To be done
1. In the article about the documentary "The King," what would director Eugene Jarecki not let Donald Trump do?
2. Reproduce the article about the documentary "The King" word for word, from "And he just" to "for the film.".

Passage
^^^^
Why ‘The King’ Director Eugene Jarecki Wouldn’t Let Donald Trump Sit in Elvis Presley’s Car

“I did not want that person to touch the car,” says director, who adds that the president “doesn’t belong on the same planet as Elvis Presley”

The King Elvis Rolls Royce
Oscilloscope Laboratories

Midway through the making of “The King,” the documentary about Elvis Presley and America, director Eugene Jarecki had a chance to bring the twin obsessions of his film together in a single moment.

And he just couldn’t do it. He couldn’t let Donald Trump sit in the back seat of a Rolls-Royce once owned by Elvis Presley.

Jarecki, a Peabody Award-winning documentary director whose previous films include “Why We Fight” and “The House I Live In,” had acquired Elvis’ Rolls-Royce and was driving it to key cities in the iconic singer’s career: Tupelo, Memphis, Nashville, New York, Los Angeles, and Las Vegas. Along the way, a variety of singers, musicians, writers, actors climbed into the car to talk about Elvis and America – with all of this happening in an election year, as Trump and Hillary Clinton waged a campaign that we glimpsed through Elvis’ windows.

At one point, Jarecki found himself in the same place as the Trump campaign, and says he was told by a campaign staffer that they might be able to arrange for Trump to sit in the car and be interviewed for the film.
^^^^
Data provided
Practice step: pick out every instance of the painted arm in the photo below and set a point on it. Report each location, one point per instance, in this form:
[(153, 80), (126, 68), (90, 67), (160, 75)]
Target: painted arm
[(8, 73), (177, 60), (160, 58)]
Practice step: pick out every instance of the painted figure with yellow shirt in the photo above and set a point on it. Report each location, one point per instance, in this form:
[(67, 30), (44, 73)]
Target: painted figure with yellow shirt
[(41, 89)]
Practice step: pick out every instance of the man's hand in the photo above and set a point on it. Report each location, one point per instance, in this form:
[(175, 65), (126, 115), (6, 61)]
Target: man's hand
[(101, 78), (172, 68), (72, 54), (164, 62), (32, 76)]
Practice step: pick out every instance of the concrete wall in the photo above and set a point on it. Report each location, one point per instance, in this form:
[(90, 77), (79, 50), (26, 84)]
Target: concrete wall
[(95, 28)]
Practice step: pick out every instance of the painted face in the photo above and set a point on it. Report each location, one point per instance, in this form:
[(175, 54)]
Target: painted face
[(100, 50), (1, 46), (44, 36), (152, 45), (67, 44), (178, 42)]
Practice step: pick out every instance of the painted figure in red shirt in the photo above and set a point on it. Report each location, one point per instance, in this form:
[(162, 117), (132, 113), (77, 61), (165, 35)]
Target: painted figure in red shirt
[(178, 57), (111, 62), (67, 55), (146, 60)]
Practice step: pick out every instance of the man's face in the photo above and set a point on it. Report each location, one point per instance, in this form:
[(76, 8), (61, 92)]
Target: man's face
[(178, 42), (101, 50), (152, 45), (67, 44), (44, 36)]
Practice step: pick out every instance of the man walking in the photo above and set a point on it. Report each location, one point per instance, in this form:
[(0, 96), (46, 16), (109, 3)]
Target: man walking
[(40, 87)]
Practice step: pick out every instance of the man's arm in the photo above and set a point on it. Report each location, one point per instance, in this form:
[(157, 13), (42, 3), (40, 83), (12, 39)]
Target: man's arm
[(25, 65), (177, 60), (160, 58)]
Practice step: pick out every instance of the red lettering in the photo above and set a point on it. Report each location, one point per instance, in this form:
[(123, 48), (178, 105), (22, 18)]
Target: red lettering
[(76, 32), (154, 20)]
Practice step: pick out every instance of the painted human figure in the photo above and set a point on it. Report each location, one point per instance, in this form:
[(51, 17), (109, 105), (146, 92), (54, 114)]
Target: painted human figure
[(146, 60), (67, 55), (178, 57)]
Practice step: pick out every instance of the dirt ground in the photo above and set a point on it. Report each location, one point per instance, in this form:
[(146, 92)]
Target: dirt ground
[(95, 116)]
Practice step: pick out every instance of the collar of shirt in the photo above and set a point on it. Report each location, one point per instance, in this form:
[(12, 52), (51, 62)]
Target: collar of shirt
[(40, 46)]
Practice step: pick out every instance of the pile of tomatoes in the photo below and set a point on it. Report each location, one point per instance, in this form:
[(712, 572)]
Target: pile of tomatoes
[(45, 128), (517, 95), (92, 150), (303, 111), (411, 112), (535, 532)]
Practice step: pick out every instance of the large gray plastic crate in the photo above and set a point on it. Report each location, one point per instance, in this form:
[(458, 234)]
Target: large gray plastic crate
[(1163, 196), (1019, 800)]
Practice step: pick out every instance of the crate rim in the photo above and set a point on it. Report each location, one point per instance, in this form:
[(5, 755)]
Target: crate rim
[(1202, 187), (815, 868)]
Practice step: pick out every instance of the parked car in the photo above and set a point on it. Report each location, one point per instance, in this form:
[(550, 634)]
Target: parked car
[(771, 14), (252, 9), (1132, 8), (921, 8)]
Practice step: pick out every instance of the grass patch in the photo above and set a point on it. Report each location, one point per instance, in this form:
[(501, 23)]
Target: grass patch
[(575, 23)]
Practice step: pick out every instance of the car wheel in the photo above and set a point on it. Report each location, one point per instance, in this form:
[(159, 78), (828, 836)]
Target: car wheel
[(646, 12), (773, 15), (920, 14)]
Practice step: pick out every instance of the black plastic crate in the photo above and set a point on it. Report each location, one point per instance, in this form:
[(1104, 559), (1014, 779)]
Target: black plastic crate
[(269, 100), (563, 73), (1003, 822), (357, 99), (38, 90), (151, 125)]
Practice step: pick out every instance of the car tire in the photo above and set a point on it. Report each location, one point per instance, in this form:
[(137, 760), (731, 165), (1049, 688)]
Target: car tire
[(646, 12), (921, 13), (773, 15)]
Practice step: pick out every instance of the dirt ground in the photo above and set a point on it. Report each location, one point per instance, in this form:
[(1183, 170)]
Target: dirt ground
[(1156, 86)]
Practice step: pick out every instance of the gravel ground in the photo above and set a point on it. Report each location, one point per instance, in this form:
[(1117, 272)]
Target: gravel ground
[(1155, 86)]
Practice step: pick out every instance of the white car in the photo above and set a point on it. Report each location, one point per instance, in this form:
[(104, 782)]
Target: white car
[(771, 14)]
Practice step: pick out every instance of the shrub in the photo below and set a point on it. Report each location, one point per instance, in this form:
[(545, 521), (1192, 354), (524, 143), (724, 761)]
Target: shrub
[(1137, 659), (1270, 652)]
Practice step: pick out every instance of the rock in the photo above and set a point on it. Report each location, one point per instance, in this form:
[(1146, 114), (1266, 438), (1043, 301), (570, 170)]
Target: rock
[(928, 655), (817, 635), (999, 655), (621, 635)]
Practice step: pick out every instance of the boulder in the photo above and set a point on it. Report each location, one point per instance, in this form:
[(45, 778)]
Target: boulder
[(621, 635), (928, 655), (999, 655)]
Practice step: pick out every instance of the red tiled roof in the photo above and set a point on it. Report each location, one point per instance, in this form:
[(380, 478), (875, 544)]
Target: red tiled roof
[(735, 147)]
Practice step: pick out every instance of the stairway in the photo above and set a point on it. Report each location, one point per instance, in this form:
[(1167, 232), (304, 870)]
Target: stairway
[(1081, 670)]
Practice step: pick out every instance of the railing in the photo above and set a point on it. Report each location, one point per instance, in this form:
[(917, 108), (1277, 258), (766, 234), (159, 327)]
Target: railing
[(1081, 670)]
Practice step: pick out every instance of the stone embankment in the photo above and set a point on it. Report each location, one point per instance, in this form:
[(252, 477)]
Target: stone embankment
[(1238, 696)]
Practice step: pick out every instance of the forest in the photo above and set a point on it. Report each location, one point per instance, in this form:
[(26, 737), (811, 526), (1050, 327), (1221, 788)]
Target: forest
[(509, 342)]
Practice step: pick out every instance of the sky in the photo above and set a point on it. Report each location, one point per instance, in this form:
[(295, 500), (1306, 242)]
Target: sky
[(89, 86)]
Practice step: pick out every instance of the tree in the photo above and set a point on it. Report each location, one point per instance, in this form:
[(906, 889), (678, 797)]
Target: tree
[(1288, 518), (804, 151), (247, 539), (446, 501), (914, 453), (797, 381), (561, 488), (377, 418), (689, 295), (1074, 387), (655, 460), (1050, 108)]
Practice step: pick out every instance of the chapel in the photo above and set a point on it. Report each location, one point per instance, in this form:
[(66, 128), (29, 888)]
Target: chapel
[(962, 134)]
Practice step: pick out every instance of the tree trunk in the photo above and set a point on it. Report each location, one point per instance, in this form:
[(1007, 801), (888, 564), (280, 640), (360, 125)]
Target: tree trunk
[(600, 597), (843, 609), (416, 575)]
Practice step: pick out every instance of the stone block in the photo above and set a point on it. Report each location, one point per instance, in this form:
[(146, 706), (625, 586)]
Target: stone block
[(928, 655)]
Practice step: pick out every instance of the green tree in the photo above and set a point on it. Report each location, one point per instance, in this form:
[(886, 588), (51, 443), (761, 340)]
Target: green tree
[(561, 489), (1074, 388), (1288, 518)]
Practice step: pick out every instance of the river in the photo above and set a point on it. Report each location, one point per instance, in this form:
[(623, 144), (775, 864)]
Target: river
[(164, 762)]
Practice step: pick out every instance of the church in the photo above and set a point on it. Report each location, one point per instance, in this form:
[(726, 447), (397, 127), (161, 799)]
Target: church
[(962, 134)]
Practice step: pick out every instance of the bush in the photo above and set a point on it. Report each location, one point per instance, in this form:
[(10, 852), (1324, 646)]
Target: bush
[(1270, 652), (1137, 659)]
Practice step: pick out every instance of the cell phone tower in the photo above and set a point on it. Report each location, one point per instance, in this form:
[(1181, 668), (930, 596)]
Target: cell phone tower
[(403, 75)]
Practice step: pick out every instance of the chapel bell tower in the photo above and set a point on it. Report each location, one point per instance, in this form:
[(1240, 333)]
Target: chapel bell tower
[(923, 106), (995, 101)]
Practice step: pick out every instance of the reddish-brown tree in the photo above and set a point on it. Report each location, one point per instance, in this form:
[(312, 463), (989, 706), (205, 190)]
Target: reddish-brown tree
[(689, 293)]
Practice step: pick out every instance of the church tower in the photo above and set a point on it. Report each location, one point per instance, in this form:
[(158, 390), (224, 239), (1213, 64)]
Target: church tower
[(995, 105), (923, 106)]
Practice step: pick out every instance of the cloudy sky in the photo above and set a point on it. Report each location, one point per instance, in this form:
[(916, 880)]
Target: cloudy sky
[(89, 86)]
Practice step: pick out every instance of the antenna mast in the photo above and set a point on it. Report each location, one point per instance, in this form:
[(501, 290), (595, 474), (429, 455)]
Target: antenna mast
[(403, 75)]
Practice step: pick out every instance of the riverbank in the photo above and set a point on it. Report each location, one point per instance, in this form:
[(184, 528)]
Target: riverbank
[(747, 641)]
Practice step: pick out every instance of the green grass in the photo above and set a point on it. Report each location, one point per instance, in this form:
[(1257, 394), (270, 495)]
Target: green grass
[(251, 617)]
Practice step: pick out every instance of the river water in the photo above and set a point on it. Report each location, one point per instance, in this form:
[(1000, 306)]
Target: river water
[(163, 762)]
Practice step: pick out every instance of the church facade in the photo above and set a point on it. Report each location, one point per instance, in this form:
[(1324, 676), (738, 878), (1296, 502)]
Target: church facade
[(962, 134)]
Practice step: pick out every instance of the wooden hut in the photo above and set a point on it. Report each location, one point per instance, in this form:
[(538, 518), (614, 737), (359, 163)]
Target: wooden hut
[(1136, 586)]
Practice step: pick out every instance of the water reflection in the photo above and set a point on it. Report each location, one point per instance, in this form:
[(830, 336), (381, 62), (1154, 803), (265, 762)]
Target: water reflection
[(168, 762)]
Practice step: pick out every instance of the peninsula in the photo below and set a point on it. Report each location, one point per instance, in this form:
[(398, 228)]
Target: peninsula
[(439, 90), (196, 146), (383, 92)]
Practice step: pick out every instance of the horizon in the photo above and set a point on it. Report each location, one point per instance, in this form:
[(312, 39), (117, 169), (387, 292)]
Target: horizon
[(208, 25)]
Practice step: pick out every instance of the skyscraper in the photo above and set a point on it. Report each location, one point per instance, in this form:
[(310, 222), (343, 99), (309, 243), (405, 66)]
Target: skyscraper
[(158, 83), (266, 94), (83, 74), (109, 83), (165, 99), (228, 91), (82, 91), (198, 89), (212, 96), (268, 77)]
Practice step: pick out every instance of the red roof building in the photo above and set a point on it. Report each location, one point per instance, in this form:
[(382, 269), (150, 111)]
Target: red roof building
^^^^
Task-by-task outputs
1. Sit in the back seat of a Rolls-Royce once owned by Elvis Presley.

2.
And he just couldn’t do it. He couldn’t let Donald Trump sit in the back seat of a Rolls-Royce once owned by Elvis Presley.

Jarecki, a Peabody Award-winning documentary director whose previous films include “Why We Fight” and “The House I Live In,” had acquired Elvis’ Rolls-Royce and was driving it to key cities in the iconic singer’s career: Tupelo, Memphis, Nashville, New York, Los Angeles, and Las Vegas. Along the way, a variety of singers, musicians, writers, actors climbed into the car to talk about Elvis and America – with all of this happening in an election year, as Trump and Hillary Clinton waged a campaign that we glimpsed through Elvis’ windows.

At one point, Jarecki found himself in the same place as the Trump campaign, and says he was told by a campaign staffer that they might be able to arrange for Trump to sit in the car and be interviewed for the film.